■ **TEXT**
Segment Open
Ruemu Birhiray, MD, of Hematology Oncology of Indiana, leads an expert panel with Joshua Brody, MD, of The Tisch Cancer Institute at Mount Sinai, Tara Graff, DO, MS, of Mission Cancer and Blood, and Suzanne Fanning, DO, of Prisma Health, on the current treatment pathway in diffuse large B-cell lymphoma (DLBCL).
The panel first discussed how the DLBCL treatment landscape has evolved in recent years with newer agents and how they make treatment decisions in the clinic.
“In many patients I am still using R-CHOP [rituximab, cyclophosphamide, hydroxydaunorubicin, vincristine, and prednisone], but if patients are double- or triple-hit, then we are using dose-escalated EPOCH [etoposide, prednisone, vincristine, cyclophosphamide, and hydroxydaunorubicin],” Dr. Fanning said.
Segment Closed
■ **ENTRIES SUPPLIED**
Segment Open
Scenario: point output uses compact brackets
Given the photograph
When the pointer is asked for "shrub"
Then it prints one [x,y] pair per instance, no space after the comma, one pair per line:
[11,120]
Segment Closed
■ **WHAT TO DO**
**1.** Answer from the DLBCL panel text:
(a) Who leads the expert panel?
(b) With which organization is Tara Graff affiliated?
(c) Which regimen does Dr. Fanning use for patients who are double- or triple-hit?
**2.** Name every institution or practice mentioned in the DLBCL panel text.
**3.** Carry on the DLBCL panel report from its final sentence.
The material plays no part in the work requested here.

■ **ANSWERS GIVEN**
**1.**
(a) Ruemu Birhiray, MD, of Hematology Oncology of Indiana.
(b) Mission Cancer and Blood.
(c) Dose-escalated EPOCH.

**2.**
Hematology Oncology of Indiana
The Tisch Cancer Institute at Mount Sinai
Mission Cancer and Blood
Prisma Health

**3.**
“For the longest time, nothing rivaled R-CHOP,” Dr. Graff added. “We didn’t have anything that could even hold a candle to it. It was either R-CHOP or dose-adjusted R-EPOCH for higher-grade patients and double-hit, triple-hit patients. Then, lo and behold, we have Pola-R-CHP [polatuzumab, rituximab, cyclophosphamide, doxorubicin, and prednisone] that comes into the ring with R-CHOP.”
The panel continued into a discussion of unmet needs in DLBCL, including treating core groups of patients such as those with activated B-cell subtype, advanced international prognostic index, and double- and triple-hit DLBCL.